▶ EXERCISE PROMPT: Give an exact copy of the data that follows, but none of its pictures.

━━━━━━━━━━━━━━━━

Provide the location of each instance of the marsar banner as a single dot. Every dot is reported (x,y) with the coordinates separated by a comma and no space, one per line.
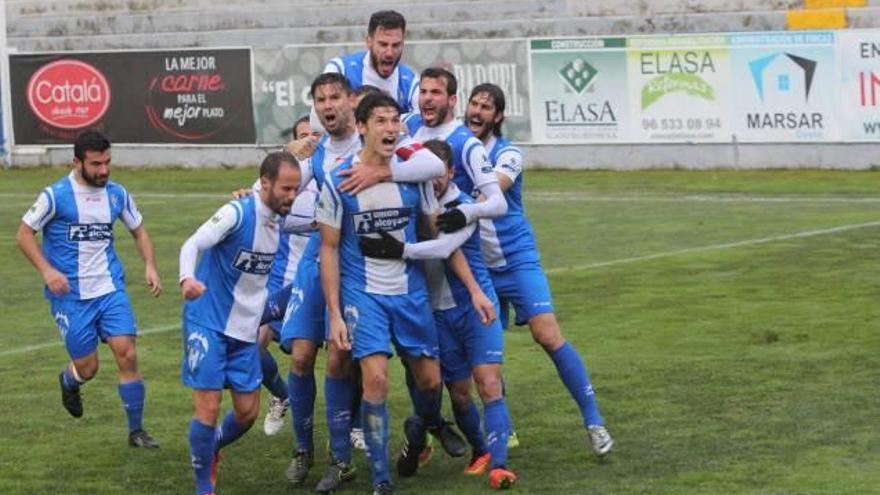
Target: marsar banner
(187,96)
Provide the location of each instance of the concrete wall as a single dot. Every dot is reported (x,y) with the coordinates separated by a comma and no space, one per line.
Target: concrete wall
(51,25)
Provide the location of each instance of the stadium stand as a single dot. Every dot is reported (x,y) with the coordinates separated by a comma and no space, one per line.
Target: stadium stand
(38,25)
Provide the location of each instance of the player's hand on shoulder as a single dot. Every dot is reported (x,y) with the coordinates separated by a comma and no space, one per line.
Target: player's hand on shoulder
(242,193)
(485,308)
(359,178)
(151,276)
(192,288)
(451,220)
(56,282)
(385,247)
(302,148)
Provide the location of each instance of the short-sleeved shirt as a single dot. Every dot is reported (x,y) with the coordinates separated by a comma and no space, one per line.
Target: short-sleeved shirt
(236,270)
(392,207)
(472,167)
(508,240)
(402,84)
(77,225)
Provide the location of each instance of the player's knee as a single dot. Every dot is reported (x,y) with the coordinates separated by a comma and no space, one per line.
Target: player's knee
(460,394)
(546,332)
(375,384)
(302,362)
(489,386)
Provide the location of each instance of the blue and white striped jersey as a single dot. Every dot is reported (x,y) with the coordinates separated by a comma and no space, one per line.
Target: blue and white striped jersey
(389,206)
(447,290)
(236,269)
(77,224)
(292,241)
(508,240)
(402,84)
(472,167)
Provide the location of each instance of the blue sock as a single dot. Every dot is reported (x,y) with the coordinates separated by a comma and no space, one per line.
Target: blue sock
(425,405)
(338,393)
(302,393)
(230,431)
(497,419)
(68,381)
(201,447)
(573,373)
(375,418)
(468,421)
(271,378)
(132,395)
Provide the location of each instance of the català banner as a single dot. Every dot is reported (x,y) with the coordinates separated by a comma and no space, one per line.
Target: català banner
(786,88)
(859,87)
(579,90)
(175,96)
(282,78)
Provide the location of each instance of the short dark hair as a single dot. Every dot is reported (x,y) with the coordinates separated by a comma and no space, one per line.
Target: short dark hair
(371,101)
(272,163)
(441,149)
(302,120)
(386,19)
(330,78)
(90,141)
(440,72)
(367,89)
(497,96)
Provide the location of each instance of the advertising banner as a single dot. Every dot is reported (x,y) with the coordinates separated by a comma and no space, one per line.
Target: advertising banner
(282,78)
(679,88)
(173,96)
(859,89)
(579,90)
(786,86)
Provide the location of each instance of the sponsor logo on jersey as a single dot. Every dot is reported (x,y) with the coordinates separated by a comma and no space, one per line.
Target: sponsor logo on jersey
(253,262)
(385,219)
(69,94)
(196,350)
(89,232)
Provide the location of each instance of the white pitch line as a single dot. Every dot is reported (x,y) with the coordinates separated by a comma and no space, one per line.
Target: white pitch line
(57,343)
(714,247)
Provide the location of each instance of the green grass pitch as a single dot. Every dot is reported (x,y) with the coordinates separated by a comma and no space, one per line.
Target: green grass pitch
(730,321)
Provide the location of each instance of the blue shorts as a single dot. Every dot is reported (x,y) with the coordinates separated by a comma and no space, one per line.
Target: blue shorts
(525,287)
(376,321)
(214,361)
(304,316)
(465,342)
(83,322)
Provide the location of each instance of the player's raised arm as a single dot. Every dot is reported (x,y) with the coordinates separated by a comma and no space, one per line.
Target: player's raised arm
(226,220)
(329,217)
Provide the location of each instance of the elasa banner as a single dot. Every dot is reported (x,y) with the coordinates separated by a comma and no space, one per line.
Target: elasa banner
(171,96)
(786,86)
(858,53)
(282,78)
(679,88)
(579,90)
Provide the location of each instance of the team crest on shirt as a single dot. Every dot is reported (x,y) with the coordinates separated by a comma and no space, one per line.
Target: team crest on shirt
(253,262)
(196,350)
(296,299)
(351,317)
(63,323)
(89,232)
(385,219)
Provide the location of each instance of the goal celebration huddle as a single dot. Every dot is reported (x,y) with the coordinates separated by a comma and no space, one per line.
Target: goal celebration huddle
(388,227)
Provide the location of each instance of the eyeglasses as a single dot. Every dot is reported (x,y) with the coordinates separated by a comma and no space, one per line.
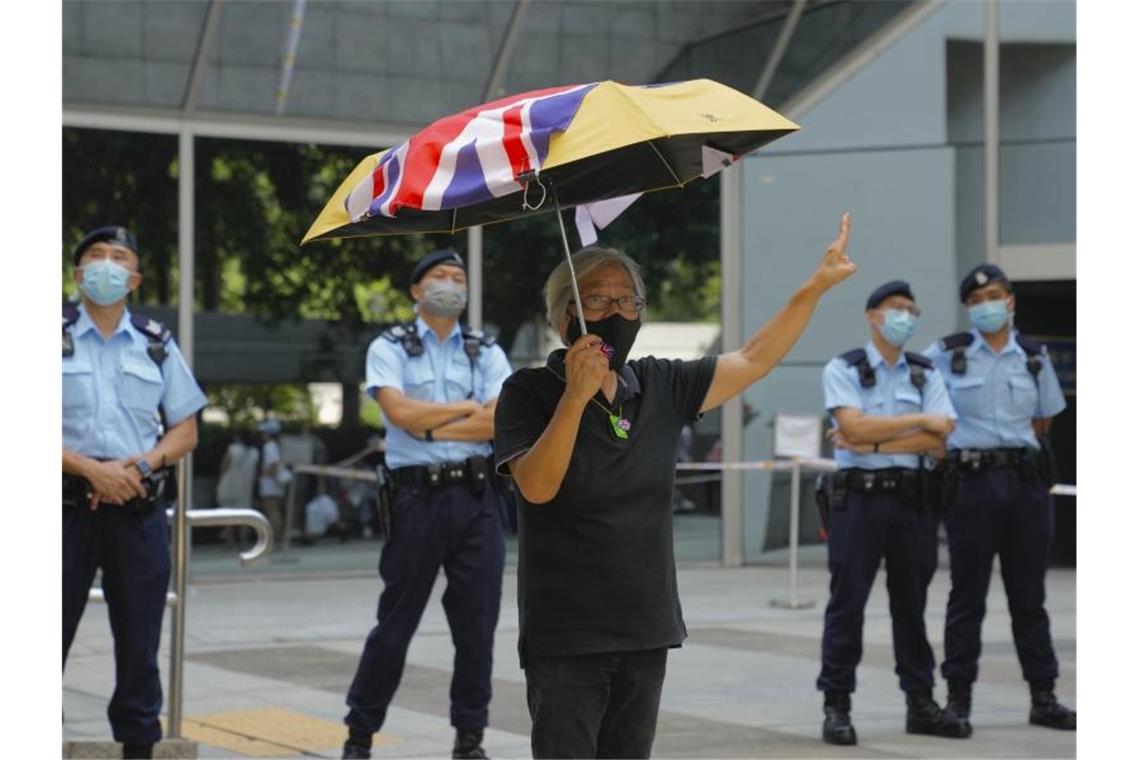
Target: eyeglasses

━━━━━━━━━━━━━━━━

▶ TASK ANSWER:
Provide the location of each instance of the marsar banner as a single dot. Every dot is reported (x,y) with the coordinates separated by a comma and no space, one per line.
Target: marsar banner
(187,96)
Provide the location of each instance of the concrete wall as a single dot. Every dot is reported (x,y) with the coordinates separated by a comma and no space, one per line.
Target: concrete wall
(51,25)
Provide the location of each instance of the stadium stand as a single dot. Every dot is reported (x,y) with the coordinates separated by a comma and no space, one per line.
Target: stadium stand
(38,25)
Provide the location of each instance of the player's hand on shoulder as a single dot. Every dot is reported (x,y) with the coordinates separated by a comma and no space, one per line.
Target: player's hand on shoulder
(242,193)
(485,308)
(359,178)
(151,276)
(192,288)
(451,220)
(56,282)
(385,247)
(302,148)
Provide the location of each instance of the short-sleeved shirt as a single dot. Every dot is reported (x,y) with the coordinates separated by a comma and no space, one per line.
Target: short-sleeved shirt
(236,270)
(392,207)
(472,167)
(508,240)
(402,84)
(77,225)
Provide the location of each instance of the player's knee as a single dot. Every dot is reported (x,y) with the coordinates separated by a comma and no space, one per line.
Target: player's knee
(460,394)
(546,332)
(375,384)
(302,362)
(489,386)
Provide the location of each instance of the blue and white striped jersey as a single dot. Every dot is reported (x,y) with the coordinates separated by a comma and no space, one per line.
Target: blue and white striped jersey
(389,206)
(447,290)
(236,269)
(77,224)
(292,241)
(508,240)
(402,84)
(472,167)
Provide the location of each instance of the blue sock as a single dot. Every dot is reported (x,y) with the coordinates separated by a comma and no space, one per line.
Target: blue sock
(425,405)
(338,393)
(302,393)
(230,431)
(497,419)
(68,381)
(201,447)
(573,373)
(375,418)
(468,421)
(271,378)
(132,395)
Provide the location of each instance of the català banner as a single dot. Every dot is reported (x,y) with the coordinates separated by a comma and no space, one per line.
Target: català banner
(786,88)
(859,87)
(579,90)
(175,96)
(282,78)
Provide the location of each instance of the short dark hair as a single dot. Every dot is reported (x,y) with the coordinates separated by a comma and no space, one per line.
Target: short dark hair
(371,101)
(272,163)
(441,149)
(302,120)
(386,19)
(330,78)
(90,141)
(440,72)
(367,89)
(497,96)
Provide the location of each instance of the advertising banner as a single dot. Every dot is reported (x,y) with the coordinates separated by a comma and no space, one per line.
Target: advertising banner
(282,78)
(679,88)
(173,96)
(859,89)
(579,90)
(786,86)
Provide the location of each instance of the sponsor logo on jersey as a single dot. Every dot is reported (x,y) with the coordinates separated by a comma and no space, one per line.
Target: sponsor logo on jersey
(253,262)
(385,219)
(69,94)
(196,350)
(89,232)
Provide the location of each instance of the white pitch line as a single dot. Every dot is reported (x,y) with the coordinates separated by a comma and no space, one per line.
Target: white pitch line
(57,343)
(714,247)
Provide the location of each instance of the green grass pitch as a single dot. Every dot is reported (x,y) with the coordinates separated by a comma and no space, one per line.
Target: green grass pitch
(730,321)
Provide the location of each instance of the blue shorts as a single dot. Every dot is reported (x,y) with the coordinates separated by a comma and no space, one per line.
Target: blue shorts
(525,287)
(376,321)
(214,361)
(304,316)
(465,342)
(83,322)
Provide the location of each instance of the player's raised arm as a single dot. Every dot is reported (x,y) with the coordinates separated by a comma and no space, one per line.
Target: player's raised arm
(226,220)
(329,217)
Provide the location of each instance of the elasa banner as a single dot. Every dot is reported (x,y) with the coordinates separated by a comma and no space, one per line.
Target: elasa banner
(171,96)
(786,86)
(858,53)
(282,78)
(679,88)
(579,90)
Provide the location of each instance of the team crest on shirt as a single dot. Every dot is reported (x,y) with the coordinates separated by a comma and no space, one per line.
Target: team crest on shirt
(253,262)
(196,350)
(296,299)
(351,317)
(63,323)
(89,232)
(385,219)
Provide the location of each instance of the goal celebration huddle as a single dot. Every dot is reported (x,y) with the coordinates separated by a comma and no space, one per line.
Target: goal celebration huddle
(388,227)
Provide the location of each instance of the eyeglasses as a single dot. Every dot is reported (x,y) with the coordinates separated by a comma and no space, one per line.
Target: eyeglasses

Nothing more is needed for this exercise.